• **Work instructions**
Transcribe the tail of the listing: start at the line containing "Target: city bus" and stop after the last line, keeping every character as is and adding nothing.

Coordinate labeling data

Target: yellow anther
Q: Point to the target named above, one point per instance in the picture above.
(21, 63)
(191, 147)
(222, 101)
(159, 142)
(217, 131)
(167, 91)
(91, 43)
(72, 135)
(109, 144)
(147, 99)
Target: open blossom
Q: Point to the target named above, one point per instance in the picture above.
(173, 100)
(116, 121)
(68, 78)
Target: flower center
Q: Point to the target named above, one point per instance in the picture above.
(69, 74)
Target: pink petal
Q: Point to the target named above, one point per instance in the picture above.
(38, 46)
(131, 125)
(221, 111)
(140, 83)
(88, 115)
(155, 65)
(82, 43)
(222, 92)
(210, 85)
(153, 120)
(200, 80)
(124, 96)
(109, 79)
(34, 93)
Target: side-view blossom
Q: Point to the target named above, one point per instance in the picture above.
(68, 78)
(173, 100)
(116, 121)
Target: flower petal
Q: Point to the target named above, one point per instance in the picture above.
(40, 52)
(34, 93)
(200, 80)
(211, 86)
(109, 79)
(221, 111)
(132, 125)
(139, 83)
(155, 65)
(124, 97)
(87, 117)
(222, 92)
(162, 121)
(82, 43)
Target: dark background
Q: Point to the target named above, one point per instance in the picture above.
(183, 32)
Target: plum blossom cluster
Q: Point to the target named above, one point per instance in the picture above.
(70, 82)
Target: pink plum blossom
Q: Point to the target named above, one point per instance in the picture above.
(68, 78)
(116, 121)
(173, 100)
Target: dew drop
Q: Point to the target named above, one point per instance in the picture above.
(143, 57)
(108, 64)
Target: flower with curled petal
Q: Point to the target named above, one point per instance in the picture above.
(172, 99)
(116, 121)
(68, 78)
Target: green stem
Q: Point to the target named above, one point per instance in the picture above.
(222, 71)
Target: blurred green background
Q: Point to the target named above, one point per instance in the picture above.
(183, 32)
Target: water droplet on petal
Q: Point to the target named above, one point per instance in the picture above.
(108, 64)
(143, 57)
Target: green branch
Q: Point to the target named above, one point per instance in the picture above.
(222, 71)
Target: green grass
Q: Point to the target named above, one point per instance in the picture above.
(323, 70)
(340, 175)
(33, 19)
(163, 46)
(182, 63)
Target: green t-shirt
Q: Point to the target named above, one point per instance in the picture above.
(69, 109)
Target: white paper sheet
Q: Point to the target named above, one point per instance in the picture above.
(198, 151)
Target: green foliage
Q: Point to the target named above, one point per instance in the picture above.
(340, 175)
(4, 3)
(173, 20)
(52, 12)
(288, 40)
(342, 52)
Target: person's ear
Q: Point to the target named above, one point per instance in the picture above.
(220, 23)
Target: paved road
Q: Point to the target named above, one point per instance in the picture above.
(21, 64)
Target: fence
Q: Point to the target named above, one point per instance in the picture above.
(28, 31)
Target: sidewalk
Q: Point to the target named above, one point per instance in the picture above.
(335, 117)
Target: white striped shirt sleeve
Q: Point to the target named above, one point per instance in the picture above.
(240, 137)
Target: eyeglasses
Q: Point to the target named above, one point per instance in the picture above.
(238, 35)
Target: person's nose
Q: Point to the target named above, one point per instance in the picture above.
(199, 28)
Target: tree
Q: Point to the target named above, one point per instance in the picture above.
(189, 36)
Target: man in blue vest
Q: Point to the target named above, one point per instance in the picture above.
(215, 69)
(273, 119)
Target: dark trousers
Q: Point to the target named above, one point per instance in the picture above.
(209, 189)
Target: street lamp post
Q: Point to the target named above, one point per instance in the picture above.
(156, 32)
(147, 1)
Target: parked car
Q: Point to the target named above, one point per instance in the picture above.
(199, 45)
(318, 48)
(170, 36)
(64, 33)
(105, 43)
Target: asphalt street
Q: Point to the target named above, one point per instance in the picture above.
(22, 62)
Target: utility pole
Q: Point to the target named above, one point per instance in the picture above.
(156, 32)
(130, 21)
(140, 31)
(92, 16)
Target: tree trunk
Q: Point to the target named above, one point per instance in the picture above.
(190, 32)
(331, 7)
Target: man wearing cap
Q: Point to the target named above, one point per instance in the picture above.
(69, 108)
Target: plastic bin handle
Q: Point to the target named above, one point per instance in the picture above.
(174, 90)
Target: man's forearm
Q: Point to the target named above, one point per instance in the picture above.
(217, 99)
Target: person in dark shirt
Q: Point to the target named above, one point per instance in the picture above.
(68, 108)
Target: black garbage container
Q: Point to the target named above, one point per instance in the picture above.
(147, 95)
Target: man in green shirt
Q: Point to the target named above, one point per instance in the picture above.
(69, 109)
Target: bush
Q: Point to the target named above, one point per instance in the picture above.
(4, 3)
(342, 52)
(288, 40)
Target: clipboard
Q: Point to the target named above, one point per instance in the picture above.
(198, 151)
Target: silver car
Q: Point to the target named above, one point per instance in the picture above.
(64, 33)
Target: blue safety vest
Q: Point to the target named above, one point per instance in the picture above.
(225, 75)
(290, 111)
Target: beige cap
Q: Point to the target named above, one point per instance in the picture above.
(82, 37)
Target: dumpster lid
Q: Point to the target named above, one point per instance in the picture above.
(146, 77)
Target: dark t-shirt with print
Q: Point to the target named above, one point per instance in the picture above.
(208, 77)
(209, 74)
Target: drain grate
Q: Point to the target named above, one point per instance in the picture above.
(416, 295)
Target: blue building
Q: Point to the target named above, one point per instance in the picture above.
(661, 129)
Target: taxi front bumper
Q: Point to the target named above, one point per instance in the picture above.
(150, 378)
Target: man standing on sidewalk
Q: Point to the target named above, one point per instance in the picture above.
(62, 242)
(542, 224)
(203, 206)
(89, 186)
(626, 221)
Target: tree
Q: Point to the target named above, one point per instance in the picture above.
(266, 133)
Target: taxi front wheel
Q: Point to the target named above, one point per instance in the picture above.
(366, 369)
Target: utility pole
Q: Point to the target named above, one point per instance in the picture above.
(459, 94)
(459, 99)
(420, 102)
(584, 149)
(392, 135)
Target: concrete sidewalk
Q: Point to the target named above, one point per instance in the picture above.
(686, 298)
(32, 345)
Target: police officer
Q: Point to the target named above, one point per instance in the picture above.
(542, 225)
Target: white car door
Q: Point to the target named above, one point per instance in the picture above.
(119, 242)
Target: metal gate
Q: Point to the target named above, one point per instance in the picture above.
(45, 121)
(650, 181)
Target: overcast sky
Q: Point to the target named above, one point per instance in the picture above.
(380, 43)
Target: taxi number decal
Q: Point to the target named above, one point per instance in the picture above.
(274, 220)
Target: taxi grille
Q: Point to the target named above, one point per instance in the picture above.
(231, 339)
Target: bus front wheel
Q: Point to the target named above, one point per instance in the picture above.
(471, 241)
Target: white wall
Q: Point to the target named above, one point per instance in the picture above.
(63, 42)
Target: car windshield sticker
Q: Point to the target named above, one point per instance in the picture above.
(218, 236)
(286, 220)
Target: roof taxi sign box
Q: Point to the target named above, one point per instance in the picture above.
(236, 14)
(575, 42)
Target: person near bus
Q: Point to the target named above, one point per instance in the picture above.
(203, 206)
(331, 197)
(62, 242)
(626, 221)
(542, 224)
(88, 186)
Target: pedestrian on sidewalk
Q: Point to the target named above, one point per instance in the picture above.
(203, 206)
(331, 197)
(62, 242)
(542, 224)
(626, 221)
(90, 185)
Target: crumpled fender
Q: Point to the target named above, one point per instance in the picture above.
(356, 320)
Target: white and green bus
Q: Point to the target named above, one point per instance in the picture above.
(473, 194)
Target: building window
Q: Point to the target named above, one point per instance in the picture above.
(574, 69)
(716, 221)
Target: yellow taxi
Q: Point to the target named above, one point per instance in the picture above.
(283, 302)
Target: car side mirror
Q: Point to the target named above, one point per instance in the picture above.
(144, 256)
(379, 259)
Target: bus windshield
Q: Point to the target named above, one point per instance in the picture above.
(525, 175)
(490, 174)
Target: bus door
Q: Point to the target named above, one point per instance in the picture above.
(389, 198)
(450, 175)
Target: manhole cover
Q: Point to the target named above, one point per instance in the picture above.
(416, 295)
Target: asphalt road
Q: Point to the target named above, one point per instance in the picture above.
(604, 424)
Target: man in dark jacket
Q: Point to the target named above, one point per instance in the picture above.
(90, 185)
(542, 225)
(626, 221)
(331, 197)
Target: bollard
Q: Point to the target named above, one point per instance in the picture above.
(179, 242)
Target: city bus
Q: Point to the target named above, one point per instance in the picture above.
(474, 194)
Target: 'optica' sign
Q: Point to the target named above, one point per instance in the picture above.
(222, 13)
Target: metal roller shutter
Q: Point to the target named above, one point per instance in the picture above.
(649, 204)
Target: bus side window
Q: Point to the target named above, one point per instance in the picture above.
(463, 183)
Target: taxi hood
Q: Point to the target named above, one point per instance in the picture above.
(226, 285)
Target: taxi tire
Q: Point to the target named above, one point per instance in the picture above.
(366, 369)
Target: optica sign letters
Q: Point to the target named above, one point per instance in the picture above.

• **The response**
Target: city bus
Q: Point to the target named above, one point per instance in the picture above.
(474, 194)
Target: 'optica' sign
Q: Point to the target named above, one point per instance in the picture above.
(222, 13)
Target: metal roller shutter
Q: Point to the target named above, one point per instance in the picture above.
(649, 204)
Target: bus side window
Q: Point to the target named above, one point per instance in the picture above.
(463, 183)
Target: taxi hood
Q: Point to the target named above, one point per instance in the picture above.
(226, 285)
Target: taxi tire
Q: Point to the target named above, one point per instance in the picture above.
(366, 369)
Target: optica sign letters
Q: Point to the target named above, one point per instance in the picture above.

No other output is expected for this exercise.